Exercise aim - Can you copy every one of the records below word for word, with the picture left out of your answer?

━━━━

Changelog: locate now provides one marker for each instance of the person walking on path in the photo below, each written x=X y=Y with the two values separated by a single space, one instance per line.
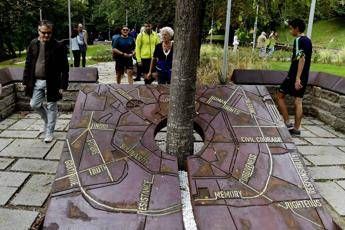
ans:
x=82 y=41
x=123 y=50
x=46 y=76
x=272 y=41
x=262 y=45
x=296 y=82
x=163 y=56
x=75 y=48
x=145 y=46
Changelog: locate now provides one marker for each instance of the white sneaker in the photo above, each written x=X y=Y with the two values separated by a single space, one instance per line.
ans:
x=43 y=129
x=49 y=138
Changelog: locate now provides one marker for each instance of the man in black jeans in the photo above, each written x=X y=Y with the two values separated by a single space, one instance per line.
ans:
x=296 y=82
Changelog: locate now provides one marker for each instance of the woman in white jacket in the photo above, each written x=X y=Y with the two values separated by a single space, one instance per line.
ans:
x=75 y=48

━━━━

Exercise result -
Changelog: locate now provides one marker for each instance of the person walking on path in the photo below, each written x=X y=Y with the two values separated by a single space, one instance per line.
ans:
x=82 y=41
x=123 y=50
x=46 y=76
x=272 y=41
x=262 y=45
x=296 y=82
x=163 y=56
x=75 y=48
x=145 y=46
Changelog: locate now provides one marker for each instance of the white sneaker in the photo above, each written x=X y=Y with the two values separated by a single space, one instance per line.
ans:
x=43 y=129
x=49 y=138
Changelog: locate now provides one marker for each instance of the man in black jeans in the photo above, each written x=X y=Y with the two values separated by a single space, one instance per line.
ans:
x=296 y=82
Changelog: locate now provides one marker for each instance of the woman in white jacket in the photo above, each written x=X y=Y with the two values separated by a single space, one instance per line.
ans:
x=75 y=48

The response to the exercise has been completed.